EXCERPTED TEXT
☆ ☆ ☆ ☆ ☆ ☆ ☆

Which one of these might most easily cause you to overreact, rescue, avoid, or take sides?




3. Trigger Awareness Check

When I am emotionally activated, I tend to:

☐ Talk too much
☐ Ask too many questions
☐ Rush to fix
☐ Avoid the hard issue
☐ Become angry
☐ Become anxious
☐ Take sides quickly
☐ Feel responsible for outcomes
☐ Overpromise
☐ Become overly available
☐ Feel numb or shut down
☐ Want to bypass church process
☐ Other: _______________________________

One warning sign I need to watch for in myself is:




4. Local Church Application

Who are the proper people or teams in your church for these concerns?

Pastor or pastoral team:


Elders or oversight leaders:


Deacons or mercy ministry leaders:


Children/youth safety coordinator:


Counseling referral contact or approved referral list:


Emergency or crisis contact process:


Domestic violence, abuse, or vulnerable adult reporting process:


If you do not know these answers, your next faithful step is to ask the appropriate church leader before you serve in sensitive situations.


5. Role-Clarity Check

Mark each statement as Within My Chaplain Role or Beyond My Chaplain Role.

☆ ☆ ☆ ☆ ☆ ☆ ☆

REQUIRED ACTIONS
[1] In the chaplain worksheet, what is the next faithful step for someone who doesn't know who the proper church contacts are?
[2] Please retype part of the chaplain worksheet, starting at the words "If you do not" and ending after "My Chaplain Role.".

☆ ☆ ☆ ☆ ☆ ☆ ☆

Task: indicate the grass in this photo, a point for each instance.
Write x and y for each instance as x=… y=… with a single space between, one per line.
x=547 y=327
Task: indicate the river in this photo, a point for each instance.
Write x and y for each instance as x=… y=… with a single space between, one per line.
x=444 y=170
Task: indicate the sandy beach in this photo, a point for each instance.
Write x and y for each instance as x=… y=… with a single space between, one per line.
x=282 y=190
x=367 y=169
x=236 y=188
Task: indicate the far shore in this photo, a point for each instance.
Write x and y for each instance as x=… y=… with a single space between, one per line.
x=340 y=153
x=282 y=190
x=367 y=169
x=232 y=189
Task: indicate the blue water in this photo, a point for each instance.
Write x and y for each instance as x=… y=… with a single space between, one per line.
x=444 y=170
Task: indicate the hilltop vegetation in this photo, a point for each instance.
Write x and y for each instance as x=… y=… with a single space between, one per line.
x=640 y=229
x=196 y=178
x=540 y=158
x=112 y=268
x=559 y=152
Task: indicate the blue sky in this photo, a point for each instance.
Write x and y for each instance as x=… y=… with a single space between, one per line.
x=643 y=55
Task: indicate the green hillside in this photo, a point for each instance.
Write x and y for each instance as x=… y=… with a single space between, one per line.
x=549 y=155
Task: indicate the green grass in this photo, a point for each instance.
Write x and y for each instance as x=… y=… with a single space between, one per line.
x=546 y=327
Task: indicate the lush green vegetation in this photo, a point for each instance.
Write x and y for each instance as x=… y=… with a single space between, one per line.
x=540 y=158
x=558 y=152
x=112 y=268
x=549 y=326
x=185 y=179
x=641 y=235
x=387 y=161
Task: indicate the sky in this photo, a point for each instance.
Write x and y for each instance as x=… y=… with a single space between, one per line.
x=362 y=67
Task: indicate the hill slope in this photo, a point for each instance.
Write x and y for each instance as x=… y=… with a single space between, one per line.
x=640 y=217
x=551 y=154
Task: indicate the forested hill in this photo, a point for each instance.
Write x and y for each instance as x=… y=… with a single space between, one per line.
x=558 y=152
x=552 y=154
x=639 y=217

☆ ☆ ☆ ☆ ☆ ☆ ☆

ANSWERS PROVIDED
[1] They should ask the appropriate church leader before serving in sensitive situations.

[2]
If you do not know these answers, your next faithful step is to ask the appropriate church leader before you serve in sensitive situations.


5. Role-Clarity Check

Mark each statement as Within My Chaplain Role or Beyond My Chaplain Role.